*** Block opens ***

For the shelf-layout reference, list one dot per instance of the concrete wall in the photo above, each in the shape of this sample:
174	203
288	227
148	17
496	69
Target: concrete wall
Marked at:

*** Block closes ***

# WHAT YOU WILL DO
Please report every line in the entries above that holds the string "wall".

# SOLUTION BELOW
For the shelf-layout reference, list one dot per instance of the concrete wall in the photo above, each in the shape of this sample:
Target: concrete wall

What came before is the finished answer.